Goal 1:
Using the class announcements, decide whether each statement agrees with the text: (a) under the new policy, homework counts for 45% of the course grade; (b) the lowest two quiz grades will be discarded; (c) the instruction lock addl $3, x needs only one bus transaction. Answer yes or no for each and quote the words from the announcements that settle it.
Goal 2:
List the times of every post in the class announcements dated Wednesday, October 25.
Goal 3:
According to the class announcements, why does the '??' appear near the top of p.52?

Document section:
-- start --

Thus I am making the following policy change:

Instead of the original 70%/30% split in course grade between quizzes and homework, I am changing it to 55%/45%.

Note, however, that in order to take advantage of this, you will need to be highly cognizant of the homework grading procedures. Please read the class syllabus carefully on this.

Wednesday, October 25, 9:00 pm

OK, Question 4 regraded now. Again, sorry for the confusion.

Note that starting with Quiz 2, the solutions will be in the files OldExams/F17* on our Web site.

Wednesday, October 25, 6:25 pm

I will be regrading Problem 4 of Quiz 2. Sorry for the inconvenience.

Wednesday, October 25, 4:05 pm

Of course, those were Quiz 2 results, not Quiz 3.

Wednesday, October 25, 3:45 pm

I'm sending out your Quiz 2 grades as I write this. Overall, they were better than Quiz 1, but some people are having a slow start. Remember that your lowest 3 quiz (letter) grades will be discarded.

Tuesday, October 24, 8:45 pm

It may be helpful to review the bsort.c OMP example in Chapter 1 before tomorrow's quiz.

Sunday, October 22, 9:55 pm

Continuing that last post, note that the LOCK prefix locks the bus for the entire duration of the instruction. Now consider

lock addl $3, x

which adds 3 to the memory location named x. There is one bus transaction needed to read the old value of x, and a second one to write the new, incremented value back to x. So, we are locking the bus for a rather long time, potentially compromising performance when other threads want to access memory, but the benefits can be huge compared to using software locks.

Sunday, October 22, 9:55 pm

Near the top of p.52, the '??' means a missing reference, arising from the fact that we are using an abridged version of my full text and the reference is not in the short version. Here is the point:

For instance, say we are maintaining some global count, {\bf total}. Instead of

we could do
lock inc total
without software locks! By the way, that would best be done using inline code, a term meaning plunking some assembly language right in the middle of C/C++ code. Most modern compilers allow this.

Sunday, October 22, 3:35 pm

Solutions are on our Web site.

Sunday, October 22, 3:25 pm

Your Quiz 1 grades are being e-mailed to you as I write this. Again, very sorry for the long delay.

-- end --

[Items from a data source]
-- start --

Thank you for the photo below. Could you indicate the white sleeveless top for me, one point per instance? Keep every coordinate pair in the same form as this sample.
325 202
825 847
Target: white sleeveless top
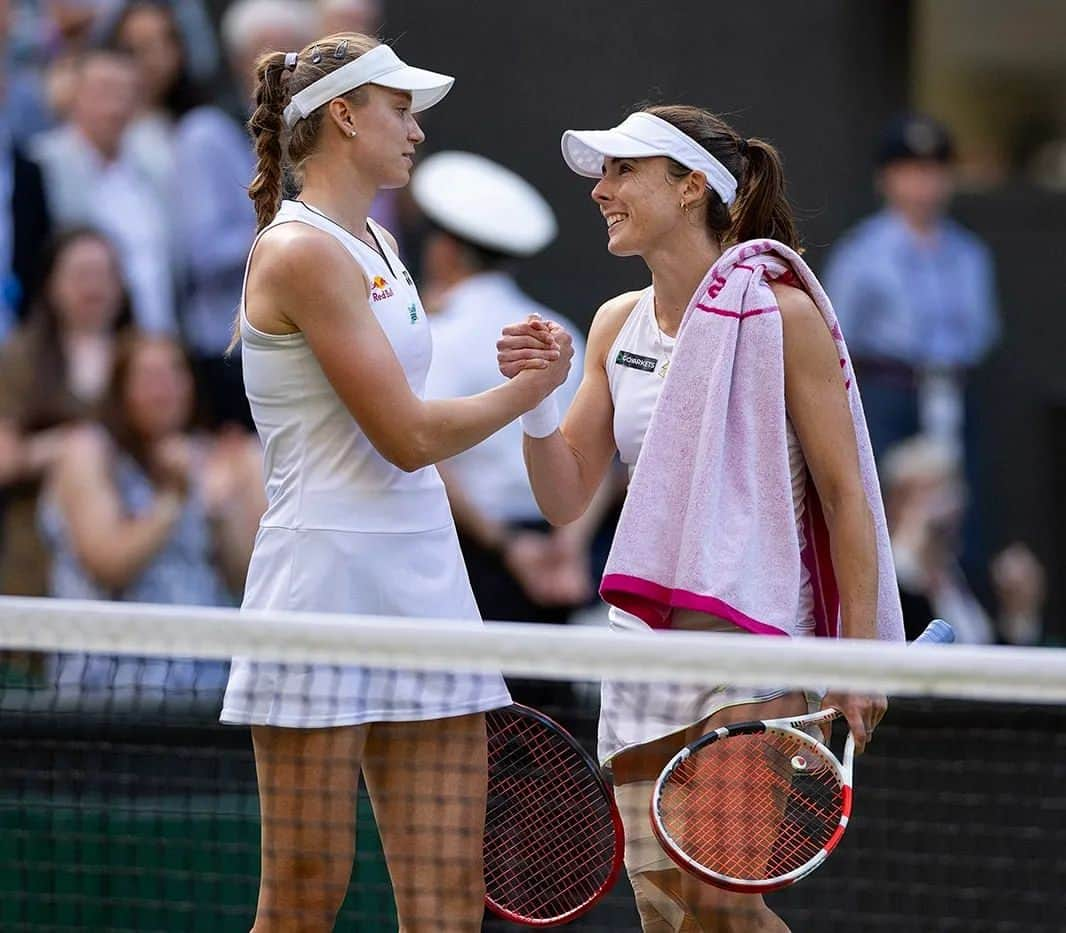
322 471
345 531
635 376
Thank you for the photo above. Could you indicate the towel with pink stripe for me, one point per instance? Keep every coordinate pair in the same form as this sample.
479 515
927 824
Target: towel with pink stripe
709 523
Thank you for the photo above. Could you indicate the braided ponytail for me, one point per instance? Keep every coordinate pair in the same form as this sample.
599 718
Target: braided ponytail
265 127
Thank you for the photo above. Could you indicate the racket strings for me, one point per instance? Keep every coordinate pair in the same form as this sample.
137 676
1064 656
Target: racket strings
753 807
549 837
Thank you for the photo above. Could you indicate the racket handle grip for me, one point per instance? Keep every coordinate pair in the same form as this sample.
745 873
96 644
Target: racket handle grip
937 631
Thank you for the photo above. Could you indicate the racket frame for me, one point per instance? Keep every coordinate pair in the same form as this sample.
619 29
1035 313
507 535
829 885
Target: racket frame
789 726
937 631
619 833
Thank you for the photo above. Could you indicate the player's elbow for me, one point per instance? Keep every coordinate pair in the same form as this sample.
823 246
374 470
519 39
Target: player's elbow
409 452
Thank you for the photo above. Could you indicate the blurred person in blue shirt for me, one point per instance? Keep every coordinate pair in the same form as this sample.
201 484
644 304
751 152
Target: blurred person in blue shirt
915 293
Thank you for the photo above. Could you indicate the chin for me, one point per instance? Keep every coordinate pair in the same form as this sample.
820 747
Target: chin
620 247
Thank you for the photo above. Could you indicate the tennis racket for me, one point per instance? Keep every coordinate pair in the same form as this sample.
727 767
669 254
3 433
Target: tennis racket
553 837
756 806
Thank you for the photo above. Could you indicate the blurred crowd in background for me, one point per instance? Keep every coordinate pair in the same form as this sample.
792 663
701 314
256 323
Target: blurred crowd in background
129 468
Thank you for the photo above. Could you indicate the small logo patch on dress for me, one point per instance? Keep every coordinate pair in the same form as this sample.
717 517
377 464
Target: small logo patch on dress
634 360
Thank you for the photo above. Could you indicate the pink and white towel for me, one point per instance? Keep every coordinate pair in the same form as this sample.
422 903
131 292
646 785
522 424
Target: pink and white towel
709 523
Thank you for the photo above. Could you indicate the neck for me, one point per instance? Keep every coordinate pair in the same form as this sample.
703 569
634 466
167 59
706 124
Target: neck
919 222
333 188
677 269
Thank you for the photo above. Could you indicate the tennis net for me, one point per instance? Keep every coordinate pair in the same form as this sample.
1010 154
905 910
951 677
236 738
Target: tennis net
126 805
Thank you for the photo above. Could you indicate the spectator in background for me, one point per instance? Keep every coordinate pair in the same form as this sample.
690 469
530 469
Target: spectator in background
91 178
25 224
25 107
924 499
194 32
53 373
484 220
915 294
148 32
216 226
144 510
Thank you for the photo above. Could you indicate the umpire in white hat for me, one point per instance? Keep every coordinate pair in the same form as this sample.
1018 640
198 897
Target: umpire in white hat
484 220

-- end --

Expected answer 1:
(a) Yes: "Instead of the original 70%/30% split in course grade between quizzes and homework, I am changing it to 55%/45%."
(b) No: "Remember that your lowest 3 quiz (letter) grades will be discarded."
(c) No: "There is one bus transaction needed to read the old value of x, and a second one to write the new, incremented value back to x."

Expected answer 2:
9:00 pm, 6:25 pm, 4:05 pm, 3:45 pm

Expected answer 3:
The '??' marks a missing reference. The class is using an abridged version of the full text, and the referenced material is not in that short version.